> _Activity_
The lines to return are those below that contain the word "crowd".

> _Records for the task_

┌──

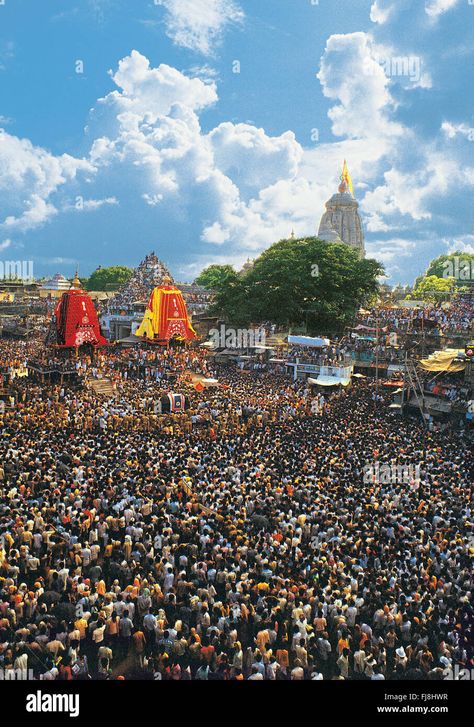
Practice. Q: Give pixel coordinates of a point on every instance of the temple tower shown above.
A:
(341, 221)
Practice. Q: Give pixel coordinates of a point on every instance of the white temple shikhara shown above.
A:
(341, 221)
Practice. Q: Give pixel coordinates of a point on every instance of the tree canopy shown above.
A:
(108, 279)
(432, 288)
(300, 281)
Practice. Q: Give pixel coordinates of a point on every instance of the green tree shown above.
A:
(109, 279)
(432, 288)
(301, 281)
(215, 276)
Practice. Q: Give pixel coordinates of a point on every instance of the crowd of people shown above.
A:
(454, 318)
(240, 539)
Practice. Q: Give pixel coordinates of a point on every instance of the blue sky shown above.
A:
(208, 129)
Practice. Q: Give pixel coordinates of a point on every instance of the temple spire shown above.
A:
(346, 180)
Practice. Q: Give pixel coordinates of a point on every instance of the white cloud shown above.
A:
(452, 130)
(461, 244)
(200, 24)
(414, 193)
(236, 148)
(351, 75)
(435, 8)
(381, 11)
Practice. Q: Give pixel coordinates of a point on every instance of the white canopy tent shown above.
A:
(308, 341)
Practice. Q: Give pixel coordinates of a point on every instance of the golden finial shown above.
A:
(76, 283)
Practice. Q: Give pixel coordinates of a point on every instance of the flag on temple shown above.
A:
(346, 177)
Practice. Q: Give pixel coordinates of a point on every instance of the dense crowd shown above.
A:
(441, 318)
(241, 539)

└──
┌──

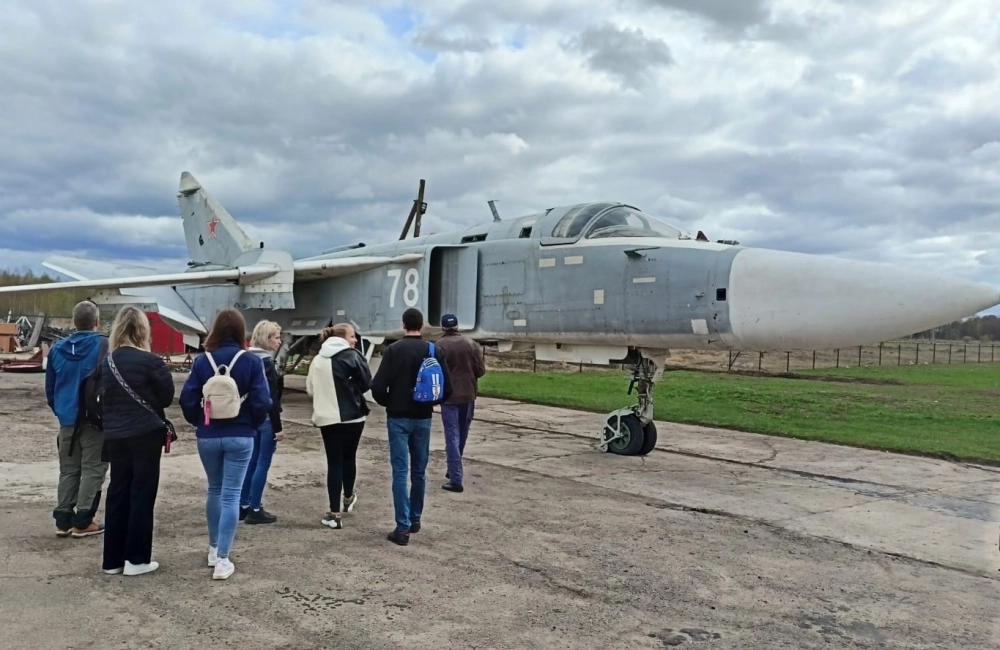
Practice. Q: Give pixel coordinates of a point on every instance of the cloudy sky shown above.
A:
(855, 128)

└──

> _Finished exercise_
Practice. Q: Give pixel coordinates of a point on every instance of the crowd of people shown above.
Practice. Q: Give pixel coordinates of a point on every instance of the dense crowd shown above.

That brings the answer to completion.